WHAT IS ASKED
Retype all material exactly. Pictures stay out of the copy.

DATASET ENTRIES
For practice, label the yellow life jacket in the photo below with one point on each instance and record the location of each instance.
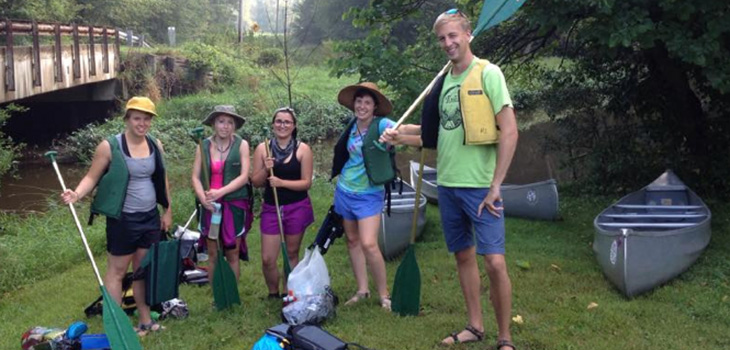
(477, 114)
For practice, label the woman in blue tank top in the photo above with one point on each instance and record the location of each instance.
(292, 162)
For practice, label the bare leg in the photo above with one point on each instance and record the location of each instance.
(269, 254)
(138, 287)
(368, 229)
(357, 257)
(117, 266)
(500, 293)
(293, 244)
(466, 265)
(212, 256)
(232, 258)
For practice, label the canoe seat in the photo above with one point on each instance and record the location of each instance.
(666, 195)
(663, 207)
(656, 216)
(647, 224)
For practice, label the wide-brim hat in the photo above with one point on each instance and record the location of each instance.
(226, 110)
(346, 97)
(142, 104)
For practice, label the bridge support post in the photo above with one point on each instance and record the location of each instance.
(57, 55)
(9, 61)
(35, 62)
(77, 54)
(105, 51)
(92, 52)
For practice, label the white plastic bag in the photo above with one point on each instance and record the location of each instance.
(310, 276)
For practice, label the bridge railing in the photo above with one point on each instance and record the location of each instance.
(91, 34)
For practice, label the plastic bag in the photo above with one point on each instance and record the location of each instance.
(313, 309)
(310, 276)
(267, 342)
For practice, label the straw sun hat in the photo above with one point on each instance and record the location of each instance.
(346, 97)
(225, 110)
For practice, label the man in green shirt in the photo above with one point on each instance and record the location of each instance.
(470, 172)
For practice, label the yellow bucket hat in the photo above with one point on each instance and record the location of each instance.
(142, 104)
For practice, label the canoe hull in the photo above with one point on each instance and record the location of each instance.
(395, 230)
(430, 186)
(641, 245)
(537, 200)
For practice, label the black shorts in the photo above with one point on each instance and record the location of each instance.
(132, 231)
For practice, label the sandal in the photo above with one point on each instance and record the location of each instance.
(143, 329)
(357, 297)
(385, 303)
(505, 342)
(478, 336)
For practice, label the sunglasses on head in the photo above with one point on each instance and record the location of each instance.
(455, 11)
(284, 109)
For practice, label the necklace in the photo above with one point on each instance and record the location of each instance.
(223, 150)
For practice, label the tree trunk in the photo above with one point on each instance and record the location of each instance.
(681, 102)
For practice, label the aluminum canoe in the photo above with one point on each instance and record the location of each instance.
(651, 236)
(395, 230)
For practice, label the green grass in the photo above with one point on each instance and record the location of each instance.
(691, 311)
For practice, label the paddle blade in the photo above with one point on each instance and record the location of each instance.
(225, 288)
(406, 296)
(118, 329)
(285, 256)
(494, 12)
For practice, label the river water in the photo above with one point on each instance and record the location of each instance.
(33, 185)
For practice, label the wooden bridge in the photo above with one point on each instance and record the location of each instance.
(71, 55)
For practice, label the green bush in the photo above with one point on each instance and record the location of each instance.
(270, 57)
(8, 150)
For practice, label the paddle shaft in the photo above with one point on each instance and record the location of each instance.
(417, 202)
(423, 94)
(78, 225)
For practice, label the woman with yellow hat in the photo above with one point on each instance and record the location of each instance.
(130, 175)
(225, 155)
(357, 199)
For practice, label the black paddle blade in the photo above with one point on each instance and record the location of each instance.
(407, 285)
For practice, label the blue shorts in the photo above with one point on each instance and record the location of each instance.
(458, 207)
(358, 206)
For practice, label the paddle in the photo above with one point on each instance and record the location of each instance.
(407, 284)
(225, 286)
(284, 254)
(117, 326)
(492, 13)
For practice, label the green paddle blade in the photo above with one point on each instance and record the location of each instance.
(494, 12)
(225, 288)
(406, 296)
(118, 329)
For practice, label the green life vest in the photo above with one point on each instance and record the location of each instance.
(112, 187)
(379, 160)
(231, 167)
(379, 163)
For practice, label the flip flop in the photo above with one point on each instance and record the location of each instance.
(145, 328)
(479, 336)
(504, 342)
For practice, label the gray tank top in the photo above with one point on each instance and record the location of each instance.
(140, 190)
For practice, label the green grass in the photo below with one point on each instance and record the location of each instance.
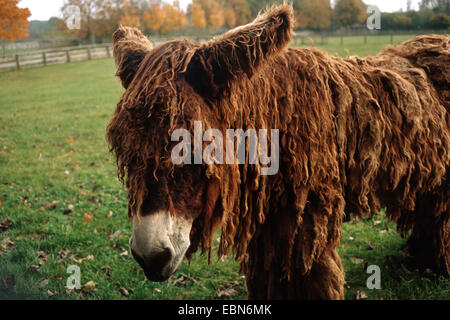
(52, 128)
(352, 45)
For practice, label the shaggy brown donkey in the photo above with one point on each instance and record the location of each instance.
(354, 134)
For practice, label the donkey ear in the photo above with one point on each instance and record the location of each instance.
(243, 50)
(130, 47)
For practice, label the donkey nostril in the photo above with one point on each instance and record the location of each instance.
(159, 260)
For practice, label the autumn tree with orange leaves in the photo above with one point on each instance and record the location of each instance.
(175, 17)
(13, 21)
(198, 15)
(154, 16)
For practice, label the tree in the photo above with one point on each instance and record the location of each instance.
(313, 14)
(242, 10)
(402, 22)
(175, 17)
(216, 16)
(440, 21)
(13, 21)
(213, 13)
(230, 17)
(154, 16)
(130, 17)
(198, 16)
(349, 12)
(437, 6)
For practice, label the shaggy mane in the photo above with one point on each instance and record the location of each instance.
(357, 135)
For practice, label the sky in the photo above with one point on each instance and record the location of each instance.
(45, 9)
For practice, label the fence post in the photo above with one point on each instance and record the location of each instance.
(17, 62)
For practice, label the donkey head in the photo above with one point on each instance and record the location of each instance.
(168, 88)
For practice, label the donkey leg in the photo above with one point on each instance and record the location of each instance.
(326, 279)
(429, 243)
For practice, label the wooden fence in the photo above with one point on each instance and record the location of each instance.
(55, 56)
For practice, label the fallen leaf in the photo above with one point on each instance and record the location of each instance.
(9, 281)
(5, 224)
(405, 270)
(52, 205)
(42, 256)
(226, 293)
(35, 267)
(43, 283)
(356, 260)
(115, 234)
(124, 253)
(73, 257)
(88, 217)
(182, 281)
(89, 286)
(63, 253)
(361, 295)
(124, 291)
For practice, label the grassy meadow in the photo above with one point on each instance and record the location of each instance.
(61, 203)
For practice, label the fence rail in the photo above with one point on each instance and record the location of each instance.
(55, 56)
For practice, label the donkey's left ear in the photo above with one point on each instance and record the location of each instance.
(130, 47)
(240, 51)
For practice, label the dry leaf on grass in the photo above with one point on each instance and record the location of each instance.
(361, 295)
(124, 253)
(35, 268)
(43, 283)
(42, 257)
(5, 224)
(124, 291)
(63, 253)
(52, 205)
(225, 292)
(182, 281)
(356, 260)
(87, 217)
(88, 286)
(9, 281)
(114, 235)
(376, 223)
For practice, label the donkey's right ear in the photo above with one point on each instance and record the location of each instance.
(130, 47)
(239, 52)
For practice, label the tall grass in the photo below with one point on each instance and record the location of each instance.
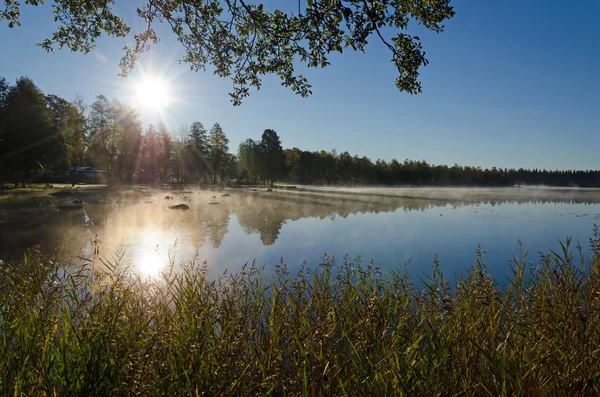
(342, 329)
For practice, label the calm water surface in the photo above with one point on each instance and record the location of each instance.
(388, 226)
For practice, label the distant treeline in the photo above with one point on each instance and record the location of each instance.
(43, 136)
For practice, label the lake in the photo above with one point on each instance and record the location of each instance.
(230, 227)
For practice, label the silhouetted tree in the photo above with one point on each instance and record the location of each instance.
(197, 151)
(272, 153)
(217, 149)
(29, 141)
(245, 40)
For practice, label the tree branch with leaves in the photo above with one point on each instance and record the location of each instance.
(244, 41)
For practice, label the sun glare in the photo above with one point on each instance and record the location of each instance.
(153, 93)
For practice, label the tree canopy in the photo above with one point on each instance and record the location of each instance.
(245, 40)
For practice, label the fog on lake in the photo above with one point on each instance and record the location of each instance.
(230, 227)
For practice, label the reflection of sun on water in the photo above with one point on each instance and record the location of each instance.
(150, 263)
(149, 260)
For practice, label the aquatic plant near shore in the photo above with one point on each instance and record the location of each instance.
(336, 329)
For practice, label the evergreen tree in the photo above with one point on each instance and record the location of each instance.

FINISHED EXERCISE
For practice, label the yellow life jacket in the photo below with one point on each instance and record the location of each instance.
(477, 114)
For practice, label the woman in blue tank top in the photo above with one point on each instance and record the location of each instance.
(292, 162)
For practice, label the bare leg in the photo above with one point on each instance and record the location of each instance.
(269, 254)
(138, 287)
(368, 229)
(357, 257)
(117, 266)
(500, 293)
(293, 244)
(466, 265)
(212, 256)
(232, 258)
For practice, label the canoe seat in the photo above with one point on each instance and record the location of each instance.
(666, 195)
(663, 207)
(656, 216)
(647, 224)
For practice, label the wide-brim hat in the photo above with one point on each instance and record the location of each instance.
(226, 110)
(346, 97)
(142, 104)
For practice, label the bridge support post in the photo above with one point on each instance and record the location of each instance.
(57, 55)
(9, 61)
(35, 62)
(77, 54)
(105, 51)
(92, 52)
For practice, label the white plastic bag in the photo above with one point on each instance and record the location of each instance.
(310, 276)
For practice, label the bridge railing in the photo above with one point on each instance and record the location of each instance.
(91, 34)
For practice, label the plastic bag in the photo above with one point on each instance and record the location of each instance.
(313, 309)
(310, 276)
(267, 342)
For practice, label the straw sun hat in the photo above with one point on each instance and record the location of each instance.
(346, 97)
(225, 110)
For practice, label the man in green shirt in the photo above with one point on each instance and record the location of each instance.
(470, 172)
For practice, label the yellow bucket hat in the photo above with one point on each instance and record the location of each instance.
(142, 104)
For practice, label the canoe hull in the photo above with one point on each instance and record the location of each instance.
(395, 230)
(430, 186)
(641, 245)
(537, 200)
For practice, label the black shorts in the photo above with one point on each instance and record the location of each instance.
(132, 231)
For practice, label the sandal in the photo above with one point on each instance and record the location of each instance.
(143, 329)
(357, 297)
(385, 303)
(505, 342)
(478, 336)
For practice, label the sunglasses on head in the photo above with one point on each instance and record the location of each instance.
(455, 11)
(284, 109)
For practice, label the necklace in the photo above with one point on each instance and record the location of each instance.
(223, 150)
For practice, label the tree trunk in the photo above with one point on each instance and record the location of each instance.
(681, 102)
For practice, label the aluminum canoe in the photo above with one point on each instance and record the location of each instance.
(651, 236)
(395, 230)
For practice, label the green grass in the photo above with one point on each instance and record the location of each instance.
(691, 311)
For practice, label the paddle blade in the photo above with one point on each instance and record the location of each instance.
(225, 288)
(406, 296)
(118, 329)
(285, 256)
(494, 12)
For practice, label the river water in the photo above with one point on each instance and record the location of each instance.
(33, 185)
For practice, label the wooden bridge in the photo above with one point on each instance and record the location of each instance.
(71, 55)
For practice, label the green bush in the photo above with one point on each instance and record the location of each instance.
(270, 57)
(8, 150)
For practice, label the paddle shaft in the photo above with one point on each instance and record the location of each instance.
(417, 202)
(423, 94)
(78, 225)
For practice, label the woman with yellow hat in the photo above with one point on each instance and record the location of each instance.
(130, 175)
(225, 155)
(357, 199)
For practice, label the black paddle blade in the photo above with one point on each instance and record the location of each instance.
(407, 285)
For practice, label the blue shorts in the photo above with one point on each instance and record the location of each instance.
(458, 207)
(358, 206)
For practice, label the paddle in the photo above with one point on each instance and record the location of each instance.
(407, 284)
(225, 286)
(284, 254)
(117, 326)
(492, 13)
For practice, label the green paddle blade in the photo above with one point on each instance and record the location of each instance.
(494, 12)
(225, 288)
(406, 296)
(118, 329)
For practice, label the green life vest in the photo above with one point on each instance and record the location of each instance.
(112, 187)
(379, 160)
(231, 167)
(379, 163)
For practice, label the flip flop in the photo above with one point on each instance and record the location of each instance.
(145, 328)
(479, 336)
(504, 342)
For practice, label the gray tank top in the photo above with one point on each instance and record the location of each instance.
(140, 190)
For practice, label the green grass in the photo below with one point on each instance and record the location of each instance.
(52, 128)
(352, 45)
For practice, label the shaggy brown donkey in the photo above with one point on each instance and record the location of each instance.
(354, 134)
For practice, label the donkey ear in the photo above with one point on each instance and record the location of each instance.
(243, 50)
(130, 47)
For practice, label the donkey nostril in the photo above with one point on each instance and record the location of each instance.
(159, 260)
For practice, label the autumn tree with orange leaves in the photo above with one point on each instance and record the location of each instance.
(175, 17)
(13, 21)
(198, 15)
(154, 16)
For practice, label the tree in the photo above with one point on each instance and record the location of each instance.
(313, 14)
(242, 10)
(402, 22)
(175, 17)
(216, 16)
(440, 21)
(13, 21)
(213, 13)
(230, 17)
(154, 16)
(130, 17)
(198, 16)
(349, 12)
(437, 6)
For practice, label the shaggy mane in the photo above with one point on each instance and record the location of each instance.
(357, 135)
For practice, label the sky in the photo above with one point on each instance and record the location of each instance.
(45, 9)
For practice, label the fence post in the photo above with one point on each instance and record the location of each instance.
(17, 62)
For practice, label the donkey head in the photo above with one point on each instance and record the location of each instance.
(168, 88)
For practice, label the donkey leg in the photo above with one point on each instance and record the location of each instance.
(326, 279)
(429, 243)
For practice, label the wooden fence in the photo above with one point on each instance and record the location of each instance.
(55, 56)
For practice, label the fallen leaf in the photo above with one point on each instance and record the location of each instance.
(9, 281)
(5, 224)
(405, 270)
(52, 205)
(42, 256)
(226, 293)
(35, 267)
(43, 283)
(356, 260)
(115, 234)
(124, 253)
(73, 257)
(88, 217)
(182, 281)
(89, 286)
(63, 253)
(361, 295)
(124, 291)
For practice, label the grassy meadow in the photo above with one point on each instance and record the location of each instance.
(61, 203)
For practice, label the fence rail in the photo above with one point on each instance and record the location of each instance.
(55, 56)
For practice, label the donkey's left ear in the photo above with one point on each instance and record the location of each instance.
(130, 47)
(240, 51)
For practice, label the dry leaf on grass in the photo above with one point on each instance and record the location of each instance.
(361, 295)
(124, 253)
(35, 268)
(43, 283)
(42, 257)
(5, 224)
(124, 291)
(63, 253)
(52, 205)
(225, 292)
(182, 281)
(356, 260)
(87, 217)
(88, 286)
(9, 281)
(114, 235)
(376, 223)
For practice, label the donkey's right ear in the photo above with one point on each instance and record the location of each instance.
(130, 47)
(239, 52)
For practice, label the tall grass in the photo below with one point on each instance and record the location of each instance.
(342, 329)
For practice, label the calm water surface in the photo above with one point on each instance and record the location of each instance.
(388, 226)
For practice, label the distant treeline in the photo above with one point on each instance and record the location of each instance.
(43, 136)
For practice, label the lake in the photo above with one point on each instance and record the location of each instance.
(230, 227)
For practice, label the silhouetted tree in the photo above with one point on each instance and record the location of each instance.
(197, 151)
(272, 153)
(217, 149)
(29, 141)
(245, 40)
For practice, label the tree branch with leaves in the photo above with one point on each instance and record the location of each instance.
(244, 41)
For practice, label the sun glare in the photo above with one point on each instance and record the location of each instance.
(153, 93)
For practice, label the tree canopy in the photo above with one point on each instance and record the location of each instance.
(245, 40)
For practice, label the fog on lake in the photo above with one point on each instance and record the location of each instance.
(230, 227)
For practice, label the reflection of sun on water in the photo above with one point on each instance and record the location of each instance.
(150, 263)
(149, 260)
For practice, label the aquatic plant near shore in the photo above with one point on each instance and record the location of each instance.
(336, 329)
For practice, label the evergreen tree in the photo above with one point on each instance and record the location of each instance.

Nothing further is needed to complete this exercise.